STATED PROBLEM | Reproduce the material below word for word, keeping every line as it appears.

Rows from a pointing dataset
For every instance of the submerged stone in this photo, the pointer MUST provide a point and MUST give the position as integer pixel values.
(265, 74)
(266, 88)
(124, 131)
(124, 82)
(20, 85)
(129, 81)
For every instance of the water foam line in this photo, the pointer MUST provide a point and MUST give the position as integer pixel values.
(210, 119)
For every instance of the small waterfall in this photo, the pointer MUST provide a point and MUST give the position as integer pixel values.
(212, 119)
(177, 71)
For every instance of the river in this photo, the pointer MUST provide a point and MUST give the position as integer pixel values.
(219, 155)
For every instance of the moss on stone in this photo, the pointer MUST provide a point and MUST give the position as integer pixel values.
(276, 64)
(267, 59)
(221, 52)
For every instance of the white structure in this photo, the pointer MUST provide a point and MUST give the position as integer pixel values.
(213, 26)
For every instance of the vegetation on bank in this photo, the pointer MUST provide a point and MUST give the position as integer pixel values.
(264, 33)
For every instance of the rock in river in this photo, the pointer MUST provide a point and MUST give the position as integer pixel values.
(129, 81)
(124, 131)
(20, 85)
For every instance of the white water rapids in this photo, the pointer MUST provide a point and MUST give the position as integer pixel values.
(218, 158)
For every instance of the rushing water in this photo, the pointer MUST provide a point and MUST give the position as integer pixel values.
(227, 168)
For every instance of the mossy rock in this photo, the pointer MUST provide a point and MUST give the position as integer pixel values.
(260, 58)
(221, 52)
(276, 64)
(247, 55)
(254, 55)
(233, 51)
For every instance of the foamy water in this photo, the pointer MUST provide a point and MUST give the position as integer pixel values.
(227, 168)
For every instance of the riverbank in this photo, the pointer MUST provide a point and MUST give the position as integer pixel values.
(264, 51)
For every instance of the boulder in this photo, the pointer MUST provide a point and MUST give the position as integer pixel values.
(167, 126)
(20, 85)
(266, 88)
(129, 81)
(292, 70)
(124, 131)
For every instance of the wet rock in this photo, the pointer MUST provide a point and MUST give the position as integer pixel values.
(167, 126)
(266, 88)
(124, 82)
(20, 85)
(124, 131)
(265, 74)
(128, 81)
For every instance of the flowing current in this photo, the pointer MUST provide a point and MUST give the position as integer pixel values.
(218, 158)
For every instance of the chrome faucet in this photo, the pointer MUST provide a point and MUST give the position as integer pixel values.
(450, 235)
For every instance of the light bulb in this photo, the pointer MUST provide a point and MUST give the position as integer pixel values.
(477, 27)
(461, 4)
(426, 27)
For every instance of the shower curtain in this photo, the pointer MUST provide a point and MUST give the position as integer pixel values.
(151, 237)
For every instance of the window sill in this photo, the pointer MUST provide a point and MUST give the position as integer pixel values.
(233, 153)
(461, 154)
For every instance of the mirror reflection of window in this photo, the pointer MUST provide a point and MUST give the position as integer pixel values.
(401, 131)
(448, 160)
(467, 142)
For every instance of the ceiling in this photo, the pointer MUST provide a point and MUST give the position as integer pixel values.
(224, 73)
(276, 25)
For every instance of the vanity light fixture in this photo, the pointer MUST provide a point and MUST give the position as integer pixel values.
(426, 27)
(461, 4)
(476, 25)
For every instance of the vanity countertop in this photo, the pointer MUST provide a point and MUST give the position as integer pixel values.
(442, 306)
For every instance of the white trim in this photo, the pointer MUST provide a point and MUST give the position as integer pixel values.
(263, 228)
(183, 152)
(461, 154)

REPLY |
For every instance of the submerged stone in this photo, the pointer MUST provide a point and MUST give the position as integer pixel values.
(265, 74)
(266, 88)
(124, 131)
(124, 82)
(20, 85)
(129, 81)
For every instance of the water foam line in this photo, the pointer MUST provide a point and MUST give the position as integer pixel values.
(210, 119)
For every instance of the small waterfall in this photo, the pointer MUST provide a point and MUST give the position as integer pixel values.
(212, 119)
(177, 71)
For every instance of the river in this photo, the pointer MUST provide a point and MUST give the position as integer pixel values.
(219, 155)
For every instance of the moss on stone in this photo, the pointer MUST provide a point and MUST give the position as integer pixel values.
(276, 64)
(267, 59)
(221, 52)
For every instance of the white structure in this photo, the pointer MUST provide a point and MUST give the position as integer pixel values.
(213, 26)
For every instance of the vegetation on bank in this photo, the pointer MUST provide a point and MUST give the position as integer pixel values.
(264, 33)
For every instance of the rock in river in this photo, the pointer MUST provide a point and MUST give the position as integer pixel values.
(129, 81)
(124, 131)
(20, 85)
For every instance of the white water rapids in this photo, the pointer MUST provide a point and MUST give the position as integer pixel values.
(218, 158)
For every instance of the rushing water in this photo, the pointer MUST provide a point and MUST give the position as integer pixel values.
(227, 168)
For every instance of the mossy rock in this photo, the pointer MUST provide a point and MUST give the position as integer pixel values.
(260, 58)
(221, 52)
(276, 64)
(247, 55)
(254, 55)
(233, 51)
For every instance of the foamy water in this photo, the pointer MUST provide a point and MUST give the position as integer pixel values.
(227, 168)
For every instance of the riverbank in this photo, the pointer MUST provide a point and MUST give the position as integer pixel values.
(264, 51)
For every instance of the boulder in this photo, the pointer MUST provide a point and MUST give the position as integer pixel values.
(167, 126)
(20, 85)
(266, 88)
(129, 81)
(292, 70)
(124, 131)
For every instance of the wet rock in this photo, the pointer MUST provide a point and MUST give the position as integer pixel values.
(167, 126)
(266, 88)
(124, 82)
(20, 85)
(124, 131)
(265, 74)
(128, 81)
For every instance of the flowing current in this photo, the pointer MUST provide a point and MUST give the position as integer pixel values.
(218, 158)
For every instance of the chrome faucet in this photo, the pointer MUST provide a point and MUST give the position as integer pixel values.
(450, 235)
For every instance of the light bulb in this photo, the pointer MUST provide a point and MUST give the position as integer pixel values.
(477, 27)
(461, 4)
(426, 27)
For every instance of the shower curtain in this photo, the pointer MUST provide a point and MUST give the position as integer pixel values.
(151, 237)
For every instance of the window sill in this photo, the pointer MUST provide a point and MUST give the position as integer pixel values.
(233, 153)
(461, 154)
For every instance of the mirror reflection of window in this photo, the pointer MUST provide a point and MUST give the position as integer pixel values.
(401, 131)
(448, 160)
(467, 142)
For every instance of the ceiling in this photo, the pointer MUST provide a point and MUST give the position as integer pixel values.
(224, 73)
(276, 25)
For every instance of the vanity light fixture in this photo, the pointer MUST provide a point and MUST give the position as integer pixel values.
(426, 27)
(461, 4)
(476, 25)
For every instance of the vanity countertop in this photo, the pointer MUST provide a point and MUST give the position as integer pixel values.
(442, 306)
For every instance of the white trim in this photo, the pointer MUST provide a point and MUST give the position as integer pixel values.
(263, 228)
(183, 152)
(461, 154)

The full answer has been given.